TASK MATERIAL:

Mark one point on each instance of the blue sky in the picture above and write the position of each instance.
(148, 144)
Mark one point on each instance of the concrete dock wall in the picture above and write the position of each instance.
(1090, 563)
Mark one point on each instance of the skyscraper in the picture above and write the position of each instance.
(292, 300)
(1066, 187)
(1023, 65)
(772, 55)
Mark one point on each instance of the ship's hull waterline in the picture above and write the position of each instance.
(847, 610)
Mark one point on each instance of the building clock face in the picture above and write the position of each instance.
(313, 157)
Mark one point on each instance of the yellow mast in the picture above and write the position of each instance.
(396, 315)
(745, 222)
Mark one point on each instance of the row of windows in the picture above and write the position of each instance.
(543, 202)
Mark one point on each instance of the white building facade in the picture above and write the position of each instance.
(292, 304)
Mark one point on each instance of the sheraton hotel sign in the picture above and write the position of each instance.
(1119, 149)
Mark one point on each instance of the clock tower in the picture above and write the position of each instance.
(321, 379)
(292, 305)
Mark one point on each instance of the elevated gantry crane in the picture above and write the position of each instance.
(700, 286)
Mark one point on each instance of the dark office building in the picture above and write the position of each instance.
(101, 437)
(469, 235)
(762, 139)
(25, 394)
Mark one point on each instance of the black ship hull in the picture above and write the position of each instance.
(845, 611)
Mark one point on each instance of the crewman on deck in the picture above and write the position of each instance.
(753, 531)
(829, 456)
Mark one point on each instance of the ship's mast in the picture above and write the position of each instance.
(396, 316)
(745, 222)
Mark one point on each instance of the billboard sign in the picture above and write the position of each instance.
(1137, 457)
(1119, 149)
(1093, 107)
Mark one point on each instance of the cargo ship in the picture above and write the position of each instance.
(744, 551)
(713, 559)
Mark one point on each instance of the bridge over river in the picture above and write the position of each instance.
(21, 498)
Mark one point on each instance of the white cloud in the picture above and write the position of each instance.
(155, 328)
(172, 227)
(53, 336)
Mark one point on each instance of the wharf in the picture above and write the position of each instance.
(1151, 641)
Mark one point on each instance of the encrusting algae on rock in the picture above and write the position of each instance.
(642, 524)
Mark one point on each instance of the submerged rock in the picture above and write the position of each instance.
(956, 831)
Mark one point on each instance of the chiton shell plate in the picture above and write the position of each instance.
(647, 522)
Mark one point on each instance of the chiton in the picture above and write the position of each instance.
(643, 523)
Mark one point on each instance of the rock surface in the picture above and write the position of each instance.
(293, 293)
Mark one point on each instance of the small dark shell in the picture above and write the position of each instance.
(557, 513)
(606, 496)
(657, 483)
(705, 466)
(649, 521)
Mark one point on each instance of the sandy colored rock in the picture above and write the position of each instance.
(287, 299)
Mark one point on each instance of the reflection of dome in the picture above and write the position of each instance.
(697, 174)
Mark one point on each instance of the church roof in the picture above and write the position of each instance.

YOUR OBJECTIVE:
Repeat the data in full. Nothing may be dropped or altered.

RESULT:
Mark one point on each instance of the blue sky in the picture above and write the position of each instance.
(148, 144)
Mark one point on each instance of the concrete dock wall in the picture above and write the position of each instance.
(1090, 563)
Mark one point on each instance of the skyscraper in the picture above and write the position of each instance.
(292, 300)
(1066, 187)
(1023, 65)
(772, 55)
Mark one point on each instance of the ship's hull waterline in the picture above and write the position of each instance.
(847, 610)
Mark one point on each instance of the building clock face in the picture above and write the position of each instance.
(313, 157)
Mark one point on each instance of the yellow mast in the picture above and write the position of each instance.
(396, 315)
(745, 222)
Mark one point on each instance of the row of windows in the picture above and write the position of each instance.
(543, 202)
Mark one point on each instance of the white building facade in the picture above and write the position of each instance.
(292, 304)
Mark one point on each instance of the sheraton hotel sign in the picture above and write the position of each instance.
(1119, 149)
Mark one point on each instance of the clock tower in the picture above and write the position of each instance.
(321, 379)
(292, 305)
Mark one point on each instance of the elevated gantry crane in the picture above and write the position of each instance.
(700, 286)
Mark one point on each instance of the dark office building in the picture above and write the position of each instance.
(101, 437)
(469, 235)
(762, 139)
(25, 394)
Mark one point on each instance of the black ship hull in the picture above and write the position of each instance.
(845, 611)
Mark one point on each instance of the crewman on deck in the picture above and write the position of each instance.
(753, 531)
(829, 456)
Mark one point on each instance of the ship's mast in the picture above and write the position of each instance.
(396, 316)
(745, 222)
Mark one point on each instance of the billboard sign in the picture above and write the position of each instance.
(1137, 457)
(1119, 149)
(1093, 107)
Mark one point on each instance of the cargo ship in the picture above and write the position of each instance.
(744, 551)
(713, 559)
Mark one point on each instance of the bridge over river in the picture above and write the position of each instance.
(21, 498)
Mark one point on each instance of the white cloud in the picture above and write the position of each instance.
(155, 328)
(172, 227)
(53, 336)
Mark one point on each instance of the wharf in the picture above and write the position of each instance.
(1151, 641)
Mark one point on each instance of the encrusting algae on rock in the picture above and write the position of each instance.
(642, 524)
Mark one point on each instance of the submerged rock in the picture above and write the position of each instance.
(956, 831)
Mark one point on each instance of the chiton shell plate in the picture above and write the position of each instance.
(647, 522)
Mark one point on each instance of the chiton in the picture above and write the position of each instance.
(643, 523)
Mark one point on each instance of the rock surface in the picture above and write the position of each instance.
(293, 293)
Mark one point on each instance of the small dark shell in the picture above and write the position of each instance.
(557, 513)
(606, 496)
(657, 483)
(705, 466)
(649, 521)
Mark one point on each instance of the sandy colored rock in the picture above and write the position of each instance.
(287, 299)
Mark one point on each instance of the reflection of dome in the picture above and write the position of each instance.
(697, 174)
Mark one point on each instance of the church roof in the picture above and write the position of each instance.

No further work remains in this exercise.